WHAT THE TASK REQUIRES: Copy the entries exactly. Leave nothing out and add nothing.
━━━ MATERIAL FOR THE TASK
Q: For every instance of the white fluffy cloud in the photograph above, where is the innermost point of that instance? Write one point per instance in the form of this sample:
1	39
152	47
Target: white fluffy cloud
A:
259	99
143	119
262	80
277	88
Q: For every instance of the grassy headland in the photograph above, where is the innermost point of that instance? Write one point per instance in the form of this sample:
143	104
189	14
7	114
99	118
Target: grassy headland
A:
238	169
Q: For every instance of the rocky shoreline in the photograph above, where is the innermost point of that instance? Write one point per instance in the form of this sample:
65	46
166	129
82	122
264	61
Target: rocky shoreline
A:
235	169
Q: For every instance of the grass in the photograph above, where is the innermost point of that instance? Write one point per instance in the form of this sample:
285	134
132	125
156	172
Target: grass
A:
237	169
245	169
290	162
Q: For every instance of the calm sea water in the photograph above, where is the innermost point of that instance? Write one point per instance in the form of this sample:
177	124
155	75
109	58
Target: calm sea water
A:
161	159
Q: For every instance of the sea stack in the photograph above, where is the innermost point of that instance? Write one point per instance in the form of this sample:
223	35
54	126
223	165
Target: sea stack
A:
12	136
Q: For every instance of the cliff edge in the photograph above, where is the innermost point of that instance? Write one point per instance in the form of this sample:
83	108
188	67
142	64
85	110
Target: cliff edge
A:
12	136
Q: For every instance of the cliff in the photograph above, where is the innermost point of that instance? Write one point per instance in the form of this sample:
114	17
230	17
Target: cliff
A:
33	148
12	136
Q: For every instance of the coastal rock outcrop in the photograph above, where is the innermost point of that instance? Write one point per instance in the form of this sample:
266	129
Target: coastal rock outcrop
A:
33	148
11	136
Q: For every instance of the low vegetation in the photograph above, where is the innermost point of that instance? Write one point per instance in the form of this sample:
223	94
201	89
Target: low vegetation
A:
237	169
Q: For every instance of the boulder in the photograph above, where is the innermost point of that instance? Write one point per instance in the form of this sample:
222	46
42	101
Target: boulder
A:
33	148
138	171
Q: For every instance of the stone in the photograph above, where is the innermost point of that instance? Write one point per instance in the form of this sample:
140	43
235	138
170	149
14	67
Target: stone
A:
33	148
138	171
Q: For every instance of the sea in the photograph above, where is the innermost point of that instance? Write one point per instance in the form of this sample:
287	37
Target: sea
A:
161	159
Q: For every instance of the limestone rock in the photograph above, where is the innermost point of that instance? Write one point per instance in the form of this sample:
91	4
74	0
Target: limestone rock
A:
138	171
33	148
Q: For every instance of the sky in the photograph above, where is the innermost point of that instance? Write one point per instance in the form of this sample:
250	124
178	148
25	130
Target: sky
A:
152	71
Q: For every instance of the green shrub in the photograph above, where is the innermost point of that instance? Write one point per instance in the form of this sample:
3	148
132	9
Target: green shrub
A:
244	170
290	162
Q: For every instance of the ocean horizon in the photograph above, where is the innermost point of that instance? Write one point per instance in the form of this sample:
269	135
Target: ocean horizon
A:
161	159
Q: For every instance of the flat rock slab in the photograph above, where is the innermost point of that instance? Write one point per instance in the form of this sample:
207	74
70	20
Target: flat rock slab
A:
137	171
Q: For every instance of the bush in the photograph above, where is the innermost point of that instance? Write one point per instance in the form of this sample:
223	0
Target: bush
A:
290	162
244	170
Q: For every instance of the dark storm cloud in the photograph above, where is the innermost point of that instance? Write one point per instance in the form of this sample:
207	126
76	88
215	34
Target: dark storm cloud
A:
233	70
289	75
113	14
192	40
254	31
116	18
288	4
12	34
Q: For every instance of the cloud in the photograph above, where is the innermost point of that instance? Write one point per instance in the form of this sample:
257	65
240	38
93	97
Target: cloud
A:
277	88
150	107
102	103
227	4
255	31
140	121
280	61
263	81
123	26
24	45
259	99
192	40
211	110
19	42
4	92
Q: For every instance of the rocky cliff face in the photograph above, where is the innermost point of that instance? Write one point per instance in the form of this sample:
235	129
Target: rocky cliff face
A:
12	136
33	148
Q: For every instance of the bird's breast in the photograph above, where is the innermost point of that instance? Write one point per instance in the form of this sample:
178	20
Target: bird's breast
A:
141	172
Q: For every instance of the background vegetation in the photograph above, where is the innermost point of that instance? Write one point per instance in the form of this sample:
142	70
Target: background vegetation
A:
━━━━━━
EXPECTED OUTPUT:
Q: For every instance of the white fluffy cloud in the photograph above, where is the innermost point of that instance? Write one point per instance in the form of this sample:
1	39
152	47
Target: white fluffy cloud
A:
259	99
143	119
262	80
277	88
Q: For every instance of the grassy headland in the photograph above, where is the innermost point of that instance? Write one point per instance in the form of this sample:
143	104
189	14
7	114
99	118
Target: grassy headland
A:
238	169
Q: For every instance of the rocky shoreline in the photograph above, where is the innermost point of that instance? Write one point per instance in the form of this sample:
65	46
166	129
82	122
264	61
Target: rocky shoreline
A:
235	169
Q: For every instance of the grass in the photograph above, where is the innermost point of that instance? Write one point per instance in the form of this sample:
285	134
132	125
156	172
Target: grass
A:
237	169
245	169
290	162
Q: For every instance of the calm sea water in the photograph above, where is the innermost point of that instance? Write one point per instance in the form of this sample:
177	124
155	75
109	58
Target: calm sea water
A:
161	159
Q: For every instance of the sea stack in the photograph above, where is the innermost point of that instance? Write one point per instance in the form of this sample:
223	35
54	126
223	165
Target: sea stack
A:
12	136
Q: For every instance of the cliff edge in the photograph above, where is the innermost point of that instance? Write one point per instance in the form of this sample:
83	108
188	67
142	64
85	110
Target: cliff edge
A:
12	136
Q: For every instance of the cliff in the photograph above, where is the innermost point of that instance? Write one point per instance in the form of this sample:
114	17
230	17
Target: cliff
A:
33	148
12	136
Q: For every instance of the coastal rock outcrop in the photograph above, where is the innermost point of that instance? Write one point per instance in the form of this sample:
266	129
Target: coastal rock outcrop
A:
33	148
11	136
Q: For every instance of the low vegetation in the photograph above, where is the innermost point of that instance? Write one point per instance in the form of this sample:
223	94
201	89
Target: low vegetation
A:
237	169
Q: For every instance of the boulder in the photograph above, where is the innermost point of that instance? Write one point per instance in the form of this sample:
222	46
42	101
Target: boulder
A:
33	148
138	171
Q: For every instance of the stone in the photograph above, where is the innermost point of that instance? Write one point per instance in the form of this sample:
140	43
235	138
170	149
14	67
Target: stone
A:
33	148
138	171
Q: For every instance of the sea in the photograph above, where is the innermost point of that instance? Write one point per instance in the form of this sample:
287	37
Target: sea
A:
161	159
Q: For every instance of the limestone rock in the photograph above, where is the innermost point of that instance? Write one point per instance in the form of this sample:
91	4
74	0
Target: limestone rock
A:
138	171
33	148
Q: For every instance of the sky in the photograph above, where is the innermost point of that instance? Write one point per instance in the form of this sample:
250	124
178	148
25	130
Target: sky
A:
152	71
Q: For every instance of the green shrub in the photograph above, where is the innermost point of that instance? Write one point per instance in the form of this sample:
3	148
132	9
Target: green shrub
A:
244	170
290	162
Q: For every instance of the ocean horizon in the photograph above, where is the innermost point of that instance? Write one point per instance in the form of this sample:
269	135
Target: ocean horizon
A:
161	159
Q: For every instance of the flat rock slab in the photograph above, where is the innermost point of that instance? Write one point per instance in the form of this sample:
207	74
70	20
Target: flat rock slab
A:
137	171
Q: For every instance of the bush in the photograph above, where is the innermost point of that instance? Write one point per instance in the form of this sample:
223	0
Target: bush
A:
290	162
244	170
Q: For every instance of the dark storm cloud in the photograph above, where is the innermost point of that instance? Write one point per instance in the form of this sample:
207	126
76	88
215	34
Target: dark storm cloud
A:
233	70
289	75
113	14
192	40
254	31
116	18
288	4
12	34
Q: For every instance of the cloud in the photograph above, where is the innermost point of that instance? Write one point per instance in the form of this sample:
257	65
240	38
93	97
Target: cloud
A:
277	88
150	107
102	103
227	4
255	31
140	121
280	61
263	81
123	26
24	45
259	99
192	40
211	110
19	42
4	92
Q: For every instance of the rocky cliff face in the photograph above, where is the innermost point of that instance? Write one point per instance in the form of this sample:
235	129
Target: rocky cliff face
A:
12	136
33	148
Q: For every instance of the bird's breast in the photograph above, where is the innermost point of that instance? Write one point per instance in the form of this sample:
178	20
Target: bird's breast
A:
141	172
Q: For every instance of the background vegetation in the photograph above, where is the innermost point of that instance? Write one point per instance in the form of this sample:
142	70
Target: background vegetation
A:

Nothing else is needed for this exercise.